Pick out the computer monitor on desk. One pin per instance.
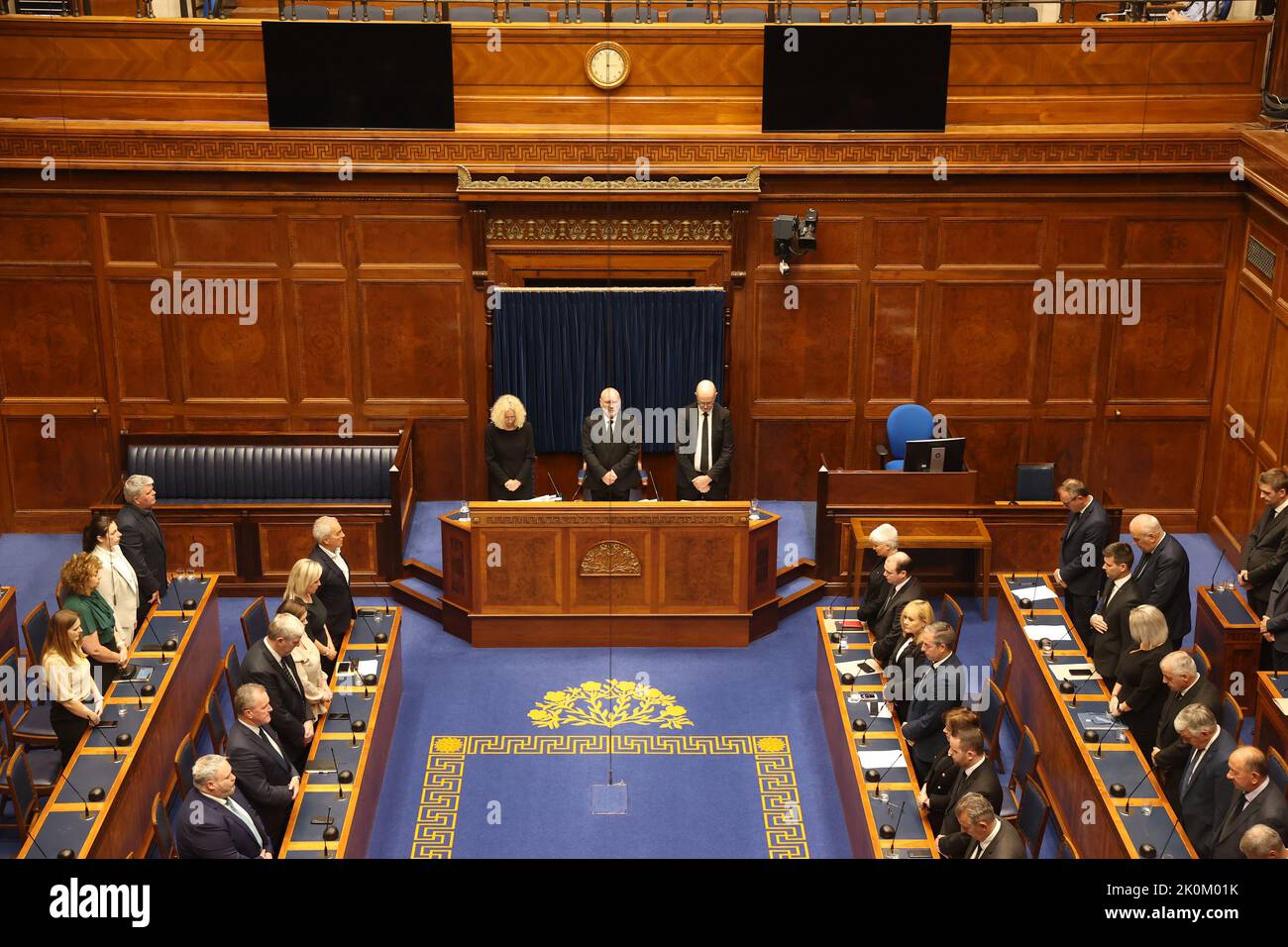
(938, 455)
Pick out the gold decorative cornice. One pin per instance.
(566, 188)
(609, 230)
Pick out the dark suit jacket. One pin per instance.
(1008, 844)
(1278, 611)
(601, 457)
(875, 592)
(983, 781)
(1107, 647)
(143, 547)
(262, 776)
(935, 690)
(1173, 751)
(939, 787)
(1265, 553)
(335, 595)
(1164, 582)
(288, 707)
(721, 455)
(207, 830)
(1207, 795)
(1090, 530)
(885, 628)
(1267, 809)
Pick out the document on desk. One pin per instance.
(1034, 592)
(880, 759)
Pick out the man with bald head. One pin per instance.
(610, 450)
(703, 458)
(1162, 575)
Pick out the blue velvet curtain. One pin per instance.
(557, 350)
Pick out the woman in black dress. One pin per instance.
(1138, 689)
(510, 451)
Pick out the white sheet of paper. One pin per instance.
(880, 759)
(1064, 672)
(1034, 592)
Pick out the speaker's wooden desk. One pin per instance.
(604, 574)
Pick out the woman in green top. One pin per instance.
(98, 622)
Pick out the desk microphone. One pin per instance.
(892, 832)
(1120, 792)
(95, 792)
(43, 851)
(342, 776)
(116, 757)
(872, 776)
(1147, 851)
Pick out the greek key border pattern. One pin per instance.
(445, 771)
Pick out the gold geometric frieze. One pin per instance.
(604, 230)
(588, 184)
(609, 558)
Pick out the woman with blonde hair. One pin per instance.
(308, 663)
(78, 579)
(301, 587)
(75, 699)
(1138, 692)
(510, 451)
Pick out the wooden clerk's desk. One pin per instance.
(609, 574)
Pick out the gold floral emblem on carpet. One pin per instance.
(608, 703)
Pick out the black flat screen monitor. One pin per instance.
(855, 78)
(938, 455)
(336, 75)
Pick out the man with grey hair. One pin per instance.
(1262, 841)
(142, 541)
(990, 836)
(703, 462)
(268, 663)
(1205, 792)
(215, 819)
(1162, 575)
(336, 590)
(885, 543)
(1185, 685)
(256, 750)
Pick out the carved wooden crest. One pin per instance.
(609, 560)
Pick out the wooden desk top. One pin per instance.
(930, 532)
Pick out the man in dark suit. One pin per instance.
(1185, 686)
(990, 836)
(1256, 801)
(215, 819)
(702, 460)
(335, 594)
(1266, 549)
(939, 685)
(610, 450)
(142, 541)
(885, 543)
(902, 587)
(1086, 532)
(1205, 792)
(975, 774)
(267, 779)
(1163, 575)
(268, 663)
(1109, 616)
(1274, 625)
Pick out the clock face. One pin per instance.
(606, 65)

.....

Output all of the entries once more, word for word, with the images removed.

Pick out the computer monitor on desk. One pin per instance.
(938, 455)
Pick out the gold decorative cornice. One pin per instance.
(566, 188)
(609, 230)
Pick out the dark suit jacket. One pin per instance.
(1008, 844)
(1278, 611)
(601, 457)
(875, 592)
(983, 781)
(1107, 647)
(143, 547)
(262, 776)
(935, 690)
(1173, 751)
(939, 787)
(1265, 553)
(335, 595)
(1164, 582)
(288, 707)
(721, 455)
(207, 830)
(1207, 795)
(1090, 530)
(885, 628)
(1267, 809)
Pick out the document on desk. One pin per instance.
(1034, 592)
(880, 759)
Pick out the man with bald head. One pin per instance.
(610, 450)
(703, 458)
(1162, 575)
Pick out the blue velvet curtain. One pin per instance.
(557, 350)
Pick out the woman in black dress. One pin per instance.
(1138, 689)
(510, 451)
Pick out the white sheet of paper. One pin per instance.
(880, 759)
(1064, 672)
(1034, 592)
Pick out the speaker's wooden desk. One pin per instance.
(604, 574)
Pick out the woman in green top. One pin per instance.
(98, 622)
Pick out the desk microphone. One pin per instance.
(892, 832)
(1120, 792)
(95, 792)
(43, 851)
(342, 776)
(116, 757)
(872, 776)
(1147, 851)
Pick out the greek key border pattern. One pin per instance.
(445, 771)
Pick out the gold geometric frieze. One pin per instance.
(604, 230)
(588, 184)
(609, 558)
Pick out the woman with blonde hair. One pin per instance.
(308, 663)
(78, 579)
(301, 587)
(75, 699)
(1138, 692)
(510, 451)
Pick out the wooden clerk's desk. One pin per instance.
(609, 574)
Pick out the gold floral emblem on carpet. One pin per instance.
(608, 703)
Pick out the black flat screen monitor. One pin per instance.
(855, 78)
(938, 455)
(336, 75)
Pick out the man with grey hair. One pin per instance.
(1262, 841)
(142, 541)
(990, 836)
(703, 462)
(268, 663)
(1205, 792)
(215, 819)
(1162, 575)
(336, 590)
(885, 543)
(1185, 685)
(256, 750)
Pick out the carved wooden crest. One pin per instance.
(609, 560)
Pick out the wooden desk top. One pin per instance.
(930, 532)
Pick out the man in dark suit. One pin per instance.
(1185, 686)
(990, 836)
(1256, 801)
(215, 819)
(702, 460)
(335, 594)
(1266, 549)
(939, 685)
(610, 450)
(142, 541)
(885, 543)
(902, 587)
(1086, 532)
(1205, 792)
(975, 774)
(267, 779)
(1163, 575)
(268, 663)
(1109, 616)
(1274, 625)
Pick out the clock face. One pin per instance.
(606, 65)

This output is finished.